Last updated at Posted at 2024-12-25

はじめに

こんにちは!今回は、SQLのDCL(Data Control Language)についてまとめます。DCLは、データベースにおけるアクセス制御(権限付与・剥奪)や、トランザクション管理(開始や終了、コミットやロールバックなど)を扱う大切な要素です。

本文

1. SQL-DCLとは?

SQL-DCLは、データベースの操作権限を設定し、トランザクションを制御するためのSQL文です。代表的なものとして以下が挙げられます。

  • GRANT / REVOKE: アクセス権限の付与や取り消し
  • START TRANSACTION / COMMIT / ROLLBACK: トランザクションの開始・確定・取り消し

これらを使いこなすことで、安全かつ柔軟にデータベースの利用者やアプリケーションを管理できます。

2. アクセス権限の管理

2.1 GRANT文

データベースやテーブル、ビューなどに対して、特定のユーザやロール(役割)に対してどの程度の操作を許可するかを設定します。許可される動作は以下の例があります。

  • SELECT: 表示(データの参照)
  • INSERT: 挿入
  • UPDATE: 更新
  • DELETE: 削除
  • REFERENCES: 外部キーとして参照
  • USAGE: ドメインや文字コード等の利用
  • ALL PRIVILEGES: すべての権限(一括指定)

◇ ◇ ◇ ◇

上のSQL-DCLの解説から、「1. SQL-DCLとは?」を含む語句で始まり「リケーションを管理できます。」で終わる部分を一字一句変えずに書き出してください。

◇ ◇ ◇ ◇

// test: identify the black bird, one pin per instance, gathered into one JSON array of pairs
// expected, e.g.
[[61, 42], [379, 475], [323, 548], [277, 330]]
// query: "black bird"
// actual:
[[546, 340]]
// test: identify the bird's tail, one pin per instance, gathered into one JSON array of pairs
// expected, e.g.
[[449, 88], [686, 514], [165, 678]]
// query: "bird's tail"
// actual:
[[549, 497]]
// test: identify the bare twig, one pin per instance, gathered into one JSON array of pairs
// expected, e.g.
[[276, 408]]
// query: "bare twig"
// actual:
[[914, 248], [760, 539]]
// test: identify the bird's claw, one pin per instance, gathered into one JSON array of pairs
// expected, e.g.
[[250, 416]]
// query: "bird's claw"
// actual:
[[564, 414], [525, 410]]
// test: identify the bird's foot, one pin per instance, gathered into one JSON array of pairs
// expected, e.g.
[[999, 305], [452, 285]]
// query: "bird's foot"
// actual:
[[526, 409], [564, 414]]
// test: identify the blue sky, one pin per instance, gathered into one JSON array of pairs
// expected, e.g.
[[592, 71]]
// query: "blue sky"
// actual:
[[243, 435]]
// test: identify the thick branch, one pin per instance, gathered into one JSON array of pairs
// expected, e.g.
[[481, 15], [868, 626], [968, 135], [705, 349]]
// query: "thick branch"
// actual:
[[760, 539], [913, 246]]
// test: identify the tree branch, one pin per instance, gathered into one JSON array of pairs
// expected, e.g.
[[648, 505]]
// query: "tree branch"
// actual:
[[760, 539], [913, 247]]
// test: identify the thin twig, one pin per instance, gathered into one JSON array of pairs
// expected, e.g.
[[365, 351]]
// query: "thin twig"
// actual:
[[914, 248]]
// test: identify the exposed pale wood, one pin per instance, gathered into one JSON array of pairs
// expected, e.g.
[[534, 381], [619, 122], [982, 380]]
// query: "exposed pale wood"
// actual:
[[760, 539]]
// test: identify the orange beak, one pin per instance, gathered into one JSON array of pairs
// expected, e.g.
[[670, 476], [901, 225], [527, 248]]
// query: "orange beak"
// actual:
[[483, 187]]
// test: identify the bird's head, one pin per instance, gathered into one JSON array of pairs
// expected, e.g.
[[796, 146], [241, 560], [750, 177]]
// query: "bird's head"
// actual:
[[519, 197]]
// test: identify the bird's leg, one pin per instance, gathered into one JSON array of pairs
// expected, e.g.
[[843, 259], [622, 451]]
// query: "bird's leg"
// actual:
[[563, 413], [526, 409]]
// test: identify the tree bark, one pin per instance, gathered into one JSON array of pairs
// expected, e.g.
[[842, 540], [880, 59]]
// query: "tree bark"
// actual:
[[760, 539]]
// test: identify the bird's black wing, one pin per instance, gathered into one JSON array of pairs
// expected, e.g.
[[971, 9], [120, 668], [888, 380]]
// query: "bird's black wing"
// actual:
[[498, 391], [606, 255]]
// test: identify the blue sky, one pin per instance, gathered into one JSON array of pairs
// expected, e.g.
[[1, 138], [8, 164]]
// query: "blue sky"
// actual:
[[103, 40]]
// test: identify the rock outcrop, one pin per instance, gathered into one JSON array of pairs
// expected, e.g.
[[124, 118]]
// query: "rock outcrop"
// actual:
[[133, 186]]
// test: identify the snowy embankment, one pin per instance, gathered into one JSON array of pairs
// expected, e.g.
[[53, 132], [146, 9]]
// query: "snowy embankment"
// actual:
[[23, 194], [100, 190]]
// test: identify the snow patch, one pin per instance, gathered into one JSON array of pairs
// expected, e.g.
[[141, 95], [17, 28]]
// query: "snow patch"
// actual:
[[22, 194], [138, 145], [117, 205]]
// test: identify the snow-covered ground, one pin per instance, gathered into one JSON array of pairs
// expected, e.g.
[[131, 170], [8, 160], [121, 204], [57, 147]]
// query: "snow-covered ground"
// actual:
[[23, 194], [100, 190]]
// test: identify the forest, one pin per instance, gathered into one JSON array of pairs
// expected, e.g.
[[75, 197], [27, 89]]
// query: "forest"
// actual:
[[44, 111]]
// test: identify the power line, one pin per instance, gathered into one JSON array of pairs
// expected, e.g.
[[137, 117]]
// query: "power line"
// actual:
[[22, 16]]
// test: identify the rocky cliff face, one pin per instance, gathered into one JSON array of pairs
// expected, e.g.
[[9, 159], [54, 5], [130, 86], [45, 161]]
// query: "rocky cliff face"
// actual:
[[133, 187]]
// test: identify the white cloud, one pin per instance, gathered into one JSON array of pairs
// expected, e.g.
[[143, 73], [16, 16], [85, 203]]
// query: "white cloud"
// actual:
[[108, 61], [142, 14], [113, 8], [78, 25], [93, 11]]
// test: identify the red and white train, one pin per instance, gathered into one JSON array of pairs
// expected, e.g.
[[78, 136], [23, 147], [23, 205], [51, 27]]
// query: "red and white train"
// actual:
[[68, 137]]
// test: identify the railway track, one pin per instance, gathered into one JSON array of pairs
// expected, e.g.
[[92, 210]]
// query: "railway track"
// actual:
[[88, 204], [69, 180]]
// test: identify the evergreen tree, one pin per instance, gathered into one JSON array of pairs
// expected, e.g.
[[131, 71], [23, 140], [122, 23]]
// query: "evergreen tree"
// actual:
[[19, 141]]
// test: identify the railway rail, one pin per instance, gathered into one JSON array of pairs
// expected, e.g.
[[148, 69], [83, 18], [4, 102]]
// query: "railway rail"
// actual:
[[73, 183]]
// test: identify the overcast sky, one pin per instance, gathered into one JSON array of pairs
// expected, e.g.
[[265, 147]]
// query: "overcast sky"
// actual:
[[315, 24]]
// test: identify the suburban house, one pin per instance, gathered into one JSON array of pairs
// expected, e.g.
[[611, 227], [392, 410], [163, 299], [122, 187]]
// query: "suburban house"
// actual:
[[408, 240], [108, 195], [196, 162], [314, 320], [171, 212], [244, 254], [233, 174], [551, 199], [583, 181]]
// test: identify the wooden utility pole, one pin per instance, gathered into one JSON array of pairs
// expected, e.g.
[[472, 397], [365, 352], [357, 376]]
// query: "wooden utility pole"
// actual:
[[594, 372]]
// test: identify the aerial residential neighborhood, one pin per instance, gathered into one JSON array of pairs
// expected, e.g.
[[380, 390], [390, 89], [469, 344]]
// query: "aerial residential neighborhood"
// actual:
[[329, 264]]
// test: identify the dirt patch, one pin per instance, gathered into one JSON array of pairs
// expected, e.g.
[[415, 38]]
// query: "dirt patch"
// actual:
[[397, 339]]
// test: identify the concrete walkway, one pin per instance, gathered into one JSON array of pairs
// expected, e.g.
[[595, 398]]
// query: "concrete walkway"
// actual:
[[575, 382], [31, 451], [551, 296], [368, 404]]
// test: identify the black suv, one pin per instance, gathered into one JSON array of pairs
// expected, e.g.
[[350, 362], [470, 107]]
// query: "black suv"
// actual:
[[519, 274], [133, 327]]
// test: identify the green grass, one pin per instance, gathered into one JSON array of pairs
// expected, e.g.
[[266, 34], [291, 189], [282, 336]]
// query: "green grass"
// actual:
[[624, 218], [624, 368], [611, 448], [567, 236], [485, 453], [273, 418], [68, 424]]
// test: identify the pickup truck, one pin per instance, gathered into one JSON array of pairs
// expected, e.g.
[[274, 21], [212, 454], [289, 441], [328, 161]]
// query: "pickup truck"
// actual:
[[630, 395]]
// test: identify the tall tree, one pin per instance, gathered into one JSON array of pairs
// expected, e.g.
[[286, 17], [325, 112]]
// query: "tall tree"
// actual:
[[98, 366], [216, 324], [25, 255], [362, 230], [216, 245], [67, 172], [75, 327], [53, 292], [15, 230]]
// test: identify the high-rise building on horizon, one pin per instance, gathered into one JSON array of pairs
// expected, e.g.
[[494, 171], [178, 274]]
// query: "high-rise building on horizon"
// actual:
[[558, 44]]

◇ ◇ ◇ ◇

## 解答例
1. SQL-DCLとは?

SQL-DCLは、データベースの操作権限を設定し、トランザクションを制御するためのSQL文です。代表的なものとして以下が挙げられます。

  • GRANT / REVOKE: アクセス権限の付与や取り消し
  • START TRANSACTION / COMMIT / ROLLBACK: トランザクションの開始・確定・取り消し

これらを使いこなすことで、安全かつ柔軟にデータベースの利用者やアプリケーションを管理できます。